## Record list
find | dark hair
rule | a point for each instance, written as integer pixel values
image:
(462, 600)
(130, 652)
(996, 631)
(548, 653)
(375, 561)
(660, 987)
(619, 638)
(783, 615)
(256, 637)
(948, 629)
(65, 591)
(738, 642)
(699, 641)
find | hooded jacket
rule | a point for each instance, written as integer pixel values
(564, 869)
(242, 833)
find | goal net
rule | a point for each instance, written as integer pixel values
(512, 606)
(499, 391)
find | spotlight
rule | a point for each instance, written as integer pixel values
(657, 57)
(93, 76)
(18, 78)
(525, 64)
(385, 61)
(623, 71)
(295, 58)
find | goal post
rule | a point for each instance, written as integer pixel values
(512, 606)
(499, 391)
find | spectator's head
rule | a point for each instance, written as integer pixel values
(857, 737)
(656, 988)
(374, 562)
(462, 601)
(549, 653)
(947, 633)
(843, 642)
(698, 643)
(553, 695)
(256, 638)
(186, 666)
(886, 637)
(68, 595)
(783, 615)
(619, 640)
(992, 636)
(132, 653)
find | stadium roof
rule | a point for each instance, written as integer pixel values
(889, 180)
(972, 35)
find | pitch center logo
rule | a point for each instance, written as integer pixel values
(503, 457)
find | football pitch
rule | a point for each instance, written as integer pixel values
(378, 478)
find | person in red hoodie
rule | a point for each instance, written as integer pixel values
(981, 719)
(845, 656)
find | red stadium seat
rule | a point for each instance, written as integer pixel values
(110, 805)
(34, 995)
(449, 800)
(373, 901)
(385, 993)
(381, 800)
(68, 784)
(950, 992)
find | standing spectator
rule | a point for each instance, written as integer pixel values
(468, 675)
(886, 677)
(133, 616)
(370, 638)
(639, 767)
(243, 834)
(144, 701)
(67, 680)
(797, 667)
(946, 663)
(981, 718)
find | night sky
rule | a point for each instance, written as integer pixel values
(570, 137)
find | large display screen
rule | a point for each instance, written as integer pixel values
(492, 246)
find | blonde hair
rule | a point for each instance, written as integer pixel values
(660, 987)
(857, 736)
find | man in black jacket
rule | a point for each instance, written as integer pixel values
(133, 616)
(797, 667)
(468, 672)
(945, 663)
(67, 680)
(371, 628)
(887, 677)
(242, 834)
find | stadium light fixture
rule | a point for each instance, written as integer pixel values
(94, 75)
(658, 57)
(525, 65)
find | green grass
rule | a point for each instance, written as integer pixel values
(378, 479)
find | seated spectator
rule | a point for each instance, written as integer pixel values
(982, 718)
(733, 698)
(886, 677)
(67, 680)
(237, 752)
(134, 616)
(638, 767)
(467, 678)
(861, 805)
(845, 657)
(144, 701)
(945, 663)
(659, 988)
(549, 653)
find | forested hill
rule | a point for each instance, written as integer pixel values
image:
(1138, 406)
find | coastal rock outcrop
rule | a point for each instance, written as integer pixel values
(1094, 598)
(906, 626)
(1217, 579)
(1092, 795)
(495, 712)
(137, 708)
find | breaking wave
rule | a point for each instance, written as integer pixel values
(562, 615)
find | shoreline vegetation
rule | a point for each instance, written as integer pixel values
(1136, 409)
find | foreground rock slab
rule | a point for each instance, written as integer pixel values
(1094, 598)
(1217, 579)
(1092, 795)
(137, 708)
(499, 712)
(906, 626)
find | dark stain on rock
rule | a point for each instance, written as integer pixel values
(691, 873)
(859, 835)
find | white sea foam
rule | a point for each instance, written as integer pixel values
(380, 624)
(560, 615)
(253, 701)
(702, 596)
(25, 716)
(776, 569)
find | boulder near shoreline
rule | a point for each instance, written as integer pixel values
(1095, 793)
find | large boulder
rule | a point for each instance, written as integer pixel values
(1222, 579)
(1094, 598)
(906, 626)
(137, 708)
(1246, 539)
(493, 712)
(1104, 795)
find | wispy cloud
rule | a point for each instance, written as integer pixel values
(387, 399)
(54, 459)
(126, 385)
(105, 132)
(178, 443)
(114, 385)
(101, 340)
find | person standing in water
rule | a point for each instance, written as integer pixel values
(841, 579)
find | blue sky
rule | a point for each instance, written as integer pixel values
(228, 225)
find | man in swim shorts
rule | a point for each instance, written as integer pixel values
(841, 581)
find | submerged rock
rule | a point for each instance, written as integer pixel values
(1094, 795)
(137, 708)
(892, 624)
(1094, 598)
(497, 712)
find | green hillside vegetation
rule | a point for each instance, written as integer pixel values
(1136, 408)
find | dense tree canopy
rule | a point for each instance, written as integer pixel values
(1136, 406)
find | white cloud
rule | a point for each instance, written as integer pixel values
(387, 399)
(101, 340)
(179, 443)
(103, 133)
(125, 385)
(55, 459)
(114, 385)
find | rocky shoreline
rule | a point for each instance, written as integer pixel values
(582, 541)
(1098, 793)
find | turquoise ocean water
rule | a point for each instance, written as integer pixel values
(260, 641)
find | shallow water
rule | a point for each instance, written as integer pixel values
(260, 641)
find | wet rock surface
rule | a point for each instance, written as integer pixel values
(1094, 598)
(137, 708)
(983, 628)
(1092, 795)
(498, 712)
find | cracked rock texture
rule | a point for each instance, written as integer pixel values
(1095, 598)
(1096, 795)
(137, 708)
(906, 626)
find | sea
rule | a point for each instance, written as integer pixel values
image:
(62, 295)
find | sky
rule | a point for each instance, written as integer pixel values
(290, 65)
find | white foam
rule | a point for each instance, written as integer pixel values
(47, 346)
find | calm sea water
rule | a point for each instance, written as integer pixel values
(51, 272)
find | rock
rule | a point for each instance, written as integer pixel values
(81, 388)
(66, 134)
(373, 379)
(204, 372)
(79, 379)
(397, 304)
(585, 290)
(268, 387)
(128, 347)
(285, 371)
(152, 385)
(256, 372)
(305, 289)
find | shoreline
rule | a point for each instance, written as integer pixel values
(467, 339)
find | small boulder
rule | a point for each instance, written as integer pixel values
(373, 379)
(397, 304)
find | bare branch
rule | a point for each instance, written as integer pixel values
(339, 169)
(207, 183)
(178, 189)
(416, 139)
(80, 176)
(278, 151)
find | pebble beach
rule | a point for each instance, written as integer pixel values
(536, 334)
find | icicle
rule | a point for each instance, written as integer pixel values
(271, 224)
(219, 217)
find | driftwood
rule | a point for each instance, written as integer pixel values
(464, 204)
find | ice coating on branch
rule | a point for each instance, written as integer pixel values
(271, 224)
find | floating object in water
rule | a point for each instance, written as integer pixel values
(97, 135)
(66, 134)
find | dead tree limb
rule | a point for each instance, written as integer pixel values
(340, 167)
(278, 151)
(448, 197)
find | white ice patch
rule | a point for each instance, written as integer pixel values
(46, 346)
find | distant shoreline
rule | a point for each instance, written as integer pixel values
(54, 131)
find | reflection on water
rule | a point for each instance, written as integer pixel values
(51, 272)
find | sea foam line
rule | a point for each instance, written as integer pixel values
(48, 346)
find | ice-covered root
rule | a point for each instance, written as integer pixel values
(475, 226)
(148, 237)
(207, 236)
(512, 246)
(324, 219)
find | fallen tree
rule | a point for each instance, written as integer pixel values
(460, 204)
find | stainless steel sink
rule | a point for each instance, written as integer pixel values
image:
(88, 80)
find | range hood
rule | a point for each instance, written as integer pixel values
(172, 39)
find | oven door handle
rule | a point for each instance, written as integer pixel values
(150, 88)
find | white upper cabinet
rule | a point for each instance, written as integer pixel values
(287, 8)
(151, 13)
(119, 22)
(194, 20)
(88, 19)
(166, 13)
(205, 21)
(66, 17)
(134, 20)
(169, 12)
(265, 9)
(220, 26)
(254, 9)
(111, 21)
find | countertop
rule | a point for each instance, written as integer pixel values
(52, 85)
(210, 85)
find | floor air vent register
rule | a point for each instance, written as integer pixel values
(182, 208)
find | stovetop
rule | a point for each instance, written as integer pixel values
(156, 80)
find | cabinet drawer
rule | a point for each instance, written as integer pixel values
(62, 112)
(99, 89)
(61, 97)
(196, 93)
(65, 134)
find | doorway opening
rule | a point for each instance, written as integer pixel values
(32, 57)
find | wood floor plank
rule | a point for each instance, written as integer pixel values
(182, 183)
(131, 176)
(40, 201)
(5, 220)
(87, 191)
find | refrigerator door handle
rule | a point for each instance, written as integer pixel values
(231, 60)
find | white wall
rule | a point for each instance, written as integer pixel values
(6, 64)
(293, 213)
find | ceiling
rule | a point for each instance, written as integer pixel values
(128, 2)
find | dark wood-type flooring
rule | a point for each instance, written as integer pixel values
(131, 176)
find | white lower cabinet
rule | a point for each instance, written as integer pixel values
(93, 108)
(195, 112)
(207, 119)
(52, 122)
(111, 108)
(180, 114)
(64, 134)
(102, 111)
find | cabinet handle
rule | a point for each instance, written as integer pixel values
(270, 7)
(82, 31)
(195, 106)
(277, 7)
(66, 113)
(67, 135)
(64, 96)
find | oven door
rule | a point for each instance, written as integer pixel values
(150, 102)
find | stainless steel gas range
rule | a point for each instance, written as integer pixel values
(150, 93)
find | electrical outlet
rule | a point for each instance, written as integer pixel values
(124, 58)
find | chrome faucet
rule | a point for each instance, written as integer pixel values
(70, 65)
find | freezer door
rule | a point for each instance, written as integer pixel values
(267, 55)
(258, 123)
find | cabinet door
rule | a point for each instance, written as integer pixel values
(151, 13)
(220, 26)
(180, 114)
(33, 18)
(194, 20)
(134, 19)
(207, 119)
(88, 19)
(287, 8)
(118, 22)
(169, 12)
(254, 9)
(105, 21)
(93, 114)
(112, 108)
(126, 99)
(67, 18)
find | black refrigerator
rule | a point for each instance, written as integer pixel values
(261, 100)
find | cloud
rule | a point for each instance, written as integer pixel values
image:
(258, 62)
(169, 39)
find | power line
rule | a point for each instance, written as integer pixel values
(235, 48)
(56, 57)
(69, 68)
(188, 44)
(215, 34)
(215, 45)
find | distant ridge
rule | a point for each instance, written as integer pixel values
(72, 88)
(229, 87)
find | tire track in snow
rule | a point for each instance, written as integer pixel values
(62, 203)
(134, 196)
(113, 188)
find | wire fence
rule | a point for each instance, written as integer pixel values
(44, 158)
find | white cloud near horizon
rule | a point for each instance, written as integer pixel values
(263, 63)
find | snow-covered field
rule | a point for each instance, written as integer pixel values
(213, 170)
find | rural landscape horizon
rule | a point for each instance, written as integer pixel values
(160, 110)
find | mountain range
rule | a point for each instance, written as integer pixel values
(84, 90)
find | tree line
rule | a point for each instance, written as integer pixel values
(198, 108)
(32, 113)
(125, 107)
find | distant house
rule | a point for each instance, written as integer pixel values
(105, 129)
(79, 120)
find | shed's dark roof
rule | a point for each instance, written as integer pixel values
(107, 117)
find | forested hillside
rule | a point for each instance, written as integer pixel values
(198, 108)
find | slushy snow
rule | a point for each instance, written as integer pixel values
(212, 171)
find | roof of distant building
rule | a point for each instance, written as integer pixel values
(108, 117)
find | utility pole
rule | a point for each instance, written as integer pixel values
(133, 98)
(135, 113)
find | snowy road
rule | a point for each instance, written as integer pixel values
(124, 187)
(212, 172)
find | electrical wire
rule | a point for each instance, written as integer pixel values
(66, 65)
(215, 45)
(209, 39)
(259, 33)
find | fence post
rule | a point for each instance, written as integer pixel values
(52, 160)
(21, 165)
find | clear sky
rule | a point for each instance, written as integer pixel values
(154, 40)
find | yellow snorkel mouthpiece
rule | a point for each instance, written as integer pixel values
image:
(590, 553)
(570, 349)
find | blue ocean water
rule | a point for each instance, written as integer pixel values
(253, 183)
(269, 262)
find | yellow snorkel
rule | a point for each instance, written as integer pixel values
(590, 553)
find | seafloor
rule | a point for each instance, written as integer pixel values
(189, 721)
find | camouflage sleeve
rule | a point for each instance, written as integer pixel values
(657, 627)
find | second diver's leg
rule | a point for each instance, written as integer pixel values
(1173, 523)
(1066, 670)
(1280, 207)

## What the task requires
Beginning at the line that holds "find | fence post", write out word for word each line through the end of the records.

## Solution for this problem
find | fence post
rule | a point for each instance, written as integer pixel values
(52, 160)
(21, 165)
find | clear sky
rule | a point for each instance, written as integer pixel values
(154, 40)
find | yellow snorkel mouthpiece
rule | a point for each instance, written as integer pixel values
image:
(590, 553)
(570, 349)
find | blue ocean water
rule | a point for each instance, written as integer pixel values
(253, 183)
(269, 262)
find | yellow snorkel
rule | a point for each instance, written as integer pixel values
(590, 553)
find | seafloor
rule | a point for each instance, written as integer pixel values
(189, 721)
find | camouflage sleeve
rule | a point for each instance, written as integer pixel values
(657, 627)
find | second diver's leg
rule | a point for each instance, written as integer pixel values
(1173, 523)
(1066, 670)
(1280, 207)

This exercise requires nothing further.